→ WORK INSTRUCTION: Could you output each line of the data that follows exactly?

INFORMATION START

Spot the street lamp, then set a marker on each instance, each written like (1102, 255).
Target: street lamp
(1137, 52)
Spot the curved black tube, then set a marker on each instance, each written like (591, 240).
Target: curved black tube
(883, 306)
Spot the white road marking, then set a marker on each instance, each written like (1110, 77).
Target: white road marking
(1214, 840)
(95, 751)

INFORMATION END

→ REPLY:
Spot the street lamp, then set a marker on each instance, each written like (1102, 255).
Target: street lamp
(1137, 52)
Spot the curved black tube, then set a marker on each instance, each written like (591, 240).
Target: curved black tube
(883, 306)
Spot the white road marking, then set a marker on each instance, each written like (1110, 77).
Target: white road marking
(1214, 840)
(95, 751)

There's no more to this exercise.